## [実施する指示]
ボディケアについての文章から、「医療が発展しているとは言え、」から「気付けるタイミングもバラバラ。」までの箇所を一字一句変えずに引用してください。

==== 対象の文章 ====

医療ではないけど体のことで喜んで欲しい
子供に「何が本職なの?」と聞かれて答えに困ってしまったのだけど、私の仕事の1つにボディケアがある。
私がボディケアを任されている人は70代前後の人が多い。
みなさん、一様に「酷い状況になりたくないから」と予防的意識で取り組んでくれている。
私の考え方が伝わっていて、素直に嬉しい。
医療が発展しているとは言え、どうにもならない状況で医療介入を始めても、どうにもならない。
その状況では医療者側も患者側もやりきれない気持ちになるものだ。
私も病院勤務時代にやりきれない気持ちをたくさん経験したので、「病院でであう前のタイミング」でなんとかできないものかな、と思って私の知識と技術を使ってもらおうと行動に移した。
人の体も自然の理の中で存在していると思っているので、どうにもならないサイクルにはまってしまうと、どうにもならない。
けれど、どうにかなるサイクルのうちに変化を作れると、どうにかなる。
その境界線が、個々によって異なる。
気付けるタイミングもバラバラ。
だから、定期的に体と意識のチェックが必要になる。
「歳だからしょうがない」と諦めの台詞が一般的に使われる場面もあるけれど、本当にしょうがないものもあれば、全然そんなことないものもある。
「歳だから痛いのは仕方がない。」
「歳だから動きが悪いのは仕方がない。」
そんな意識になりがちな年齢でも、体の状態が改善できている人もいるし、良い状態をキープできている人もいる。
取り組み方と意識と情報次第なのだ。
旅行に行った後、突然膝が痛くなって正座ができなくなった人がいた。
私は「医療機関に行くべきタイミングと症状」を伝えて、セルフケアの方法を伝えて、定期的に相談に乗っていた。もちろん手で施術も行なった。
自宅内でも杖をついて移動するくらいの痛みがあったようだけど、痛みが落ち着いて、正座が再びできるようになった。
その人は周囲の人に驚かれたらしい。
「ちゃんと、やるべきことをやっていれば、良くなるのよ、って皆に言ったのよ。」
後日、そんなふうに教えてくれた。
しゃがめなくて困る、という悩みを相談された人もいた。
年齢的に考えたら変形性膝関節症と診断されて、湿布と飲み薬が渡され、体重を落としましょうと言われ、太ももの筋トレとかを教わるのだろうなあ。
それは診療ガイドラインに載るくらいの標準的な対応なので、何も間違ってはいない。
ただ、その対応では十分でない人もいる。

==== データ抜粋 ====

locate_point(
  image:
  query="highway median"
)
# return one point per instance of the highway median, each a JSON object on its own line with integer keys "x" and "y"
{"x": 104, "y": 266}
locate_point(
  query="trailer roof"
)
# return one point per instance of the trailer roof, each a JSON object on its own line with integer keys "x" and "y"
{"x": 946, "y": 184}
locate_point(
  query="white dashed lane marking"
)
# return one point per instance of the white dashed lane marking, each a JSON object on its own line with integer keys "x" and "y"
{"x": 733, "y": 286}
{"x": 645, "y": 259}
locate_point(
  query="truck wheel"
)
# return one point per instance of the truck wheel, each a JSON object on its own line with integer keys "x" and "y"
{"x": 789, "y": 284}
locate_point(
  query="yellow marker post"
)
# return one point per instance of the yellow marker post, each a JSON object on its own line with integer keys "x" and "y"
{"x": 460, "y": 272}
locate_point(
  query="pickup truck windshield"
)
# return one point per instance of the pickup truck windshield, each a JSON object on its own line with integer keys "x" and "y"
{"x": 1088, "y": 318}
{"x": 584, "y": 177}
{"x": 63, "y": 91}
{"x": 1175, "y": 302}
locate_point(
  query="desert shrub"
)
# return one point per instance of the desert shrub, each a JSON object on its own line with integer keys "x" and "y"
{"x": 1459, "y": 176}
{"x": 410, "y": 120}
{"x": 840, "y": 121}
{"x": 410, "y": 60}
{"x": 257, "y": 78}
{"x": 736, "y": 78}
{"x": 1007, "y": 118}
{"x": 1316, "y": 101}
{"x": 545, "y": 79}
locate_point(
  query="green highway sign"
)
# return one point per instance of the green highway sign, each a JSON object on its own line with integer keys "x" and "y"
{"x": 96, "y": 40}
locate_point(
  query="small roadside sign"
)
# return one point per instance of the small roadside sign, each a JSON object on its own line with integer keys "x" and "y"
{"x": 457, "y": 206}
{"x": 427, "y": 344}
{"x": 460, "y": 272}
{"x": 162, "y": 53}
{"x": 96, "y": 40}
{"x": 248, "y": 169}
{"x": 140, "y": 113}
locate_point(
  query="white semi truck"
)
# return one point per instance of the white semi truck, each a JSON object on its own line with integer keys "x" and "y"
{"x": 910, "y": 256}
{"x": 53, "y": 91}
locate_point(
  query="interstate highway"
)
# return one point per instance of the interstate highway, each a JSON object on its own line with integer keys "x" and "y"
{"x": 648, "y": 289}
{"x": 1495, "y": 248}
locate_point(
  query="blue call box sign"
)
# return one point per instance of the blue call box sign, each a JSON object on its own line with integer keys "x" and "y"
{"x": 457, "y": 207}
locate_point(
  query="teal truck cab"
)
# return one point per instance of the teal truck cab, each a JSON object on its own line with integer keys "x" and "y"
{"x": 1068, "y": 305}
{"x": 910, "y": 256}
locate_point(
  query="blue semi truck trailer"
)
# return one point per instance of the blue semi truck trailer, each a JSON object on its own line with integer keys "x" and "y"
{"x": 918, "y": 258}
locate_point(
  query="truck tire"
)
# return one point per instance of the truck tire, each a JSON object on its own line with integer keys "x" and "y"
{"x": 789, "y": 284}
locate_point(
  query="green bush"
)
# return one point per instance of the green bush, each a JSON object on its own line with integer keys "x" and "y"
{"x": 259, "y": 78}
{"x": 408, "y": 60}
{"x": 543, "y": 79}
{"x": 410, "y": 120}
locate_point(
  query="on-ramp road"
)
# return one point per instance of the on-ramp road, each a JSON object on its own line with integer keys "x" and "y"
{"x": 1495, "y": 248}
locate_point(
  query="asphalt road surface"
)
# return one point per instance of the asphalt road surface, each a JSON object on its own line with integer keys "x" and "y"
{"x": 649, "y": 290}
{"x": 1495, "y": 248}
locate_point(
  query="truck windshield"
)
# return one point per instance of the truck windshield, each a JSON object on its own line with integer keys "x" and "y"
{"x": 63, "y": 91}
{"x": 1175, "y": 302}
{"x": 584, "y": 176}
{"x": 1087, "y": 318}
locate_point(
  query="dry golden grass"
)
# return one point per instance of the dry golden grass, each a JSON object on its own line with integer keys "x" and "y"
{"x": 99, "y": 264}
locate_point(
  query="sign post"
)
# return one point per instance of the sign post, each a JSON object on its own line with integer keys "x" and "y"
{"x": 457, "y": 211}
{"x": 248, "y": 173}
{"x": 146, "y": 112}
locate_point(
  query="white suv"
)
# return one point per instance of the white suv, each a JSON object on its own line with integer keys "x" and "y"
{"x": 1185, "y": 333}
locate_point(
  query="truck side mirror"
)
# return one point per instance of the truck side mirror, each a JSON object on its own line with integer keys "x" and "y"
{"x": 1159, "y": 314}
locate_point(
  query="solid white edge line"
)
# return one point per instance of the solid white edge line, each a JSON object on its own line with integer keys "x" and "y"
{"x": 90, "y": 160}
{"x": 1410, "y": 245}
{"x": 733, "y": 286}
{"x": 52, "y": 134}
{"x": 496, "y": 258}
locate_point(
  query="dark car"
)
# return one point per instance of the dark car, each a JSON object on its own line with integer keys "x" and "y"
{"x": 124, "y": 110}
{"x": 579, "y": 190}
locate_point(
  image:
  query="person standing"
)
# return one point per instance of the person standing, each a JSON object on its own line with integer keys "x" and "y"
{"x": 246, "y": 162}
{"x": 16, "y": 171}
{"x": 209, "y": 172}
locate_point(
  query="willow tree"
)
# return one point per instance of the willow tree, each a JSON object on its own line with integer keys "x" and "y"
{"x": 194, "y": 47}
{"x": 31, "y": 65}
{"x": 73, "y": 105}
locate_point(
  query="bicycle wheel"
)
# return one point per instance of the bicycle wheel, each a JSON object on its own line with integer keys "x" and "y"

====

## [解答例]
医療が発展しているとは言え、どうにもならない状況で医療介入を始めても、どうにもならない。
その状況では医療者側も患者側もやりきれない気持ちになるものだ。
私も病院勤務時代にやりきれない気持ちをたくさん経験したので、「病院でであう前のタイミング」でなんとかできないものかな、と思って私の知識と技術を使ってもらおうと行動に移した。
人の体も自然の理の中で存在していると思っているので、どうにもならないサイクルにはまってしまうと、どうにもならない。
けれど、どうにかなるサイクルのうちに変化を作れると、どうにかなる。
その境界線が、個々によって異なる。
気付けるタイミングもバラバラ。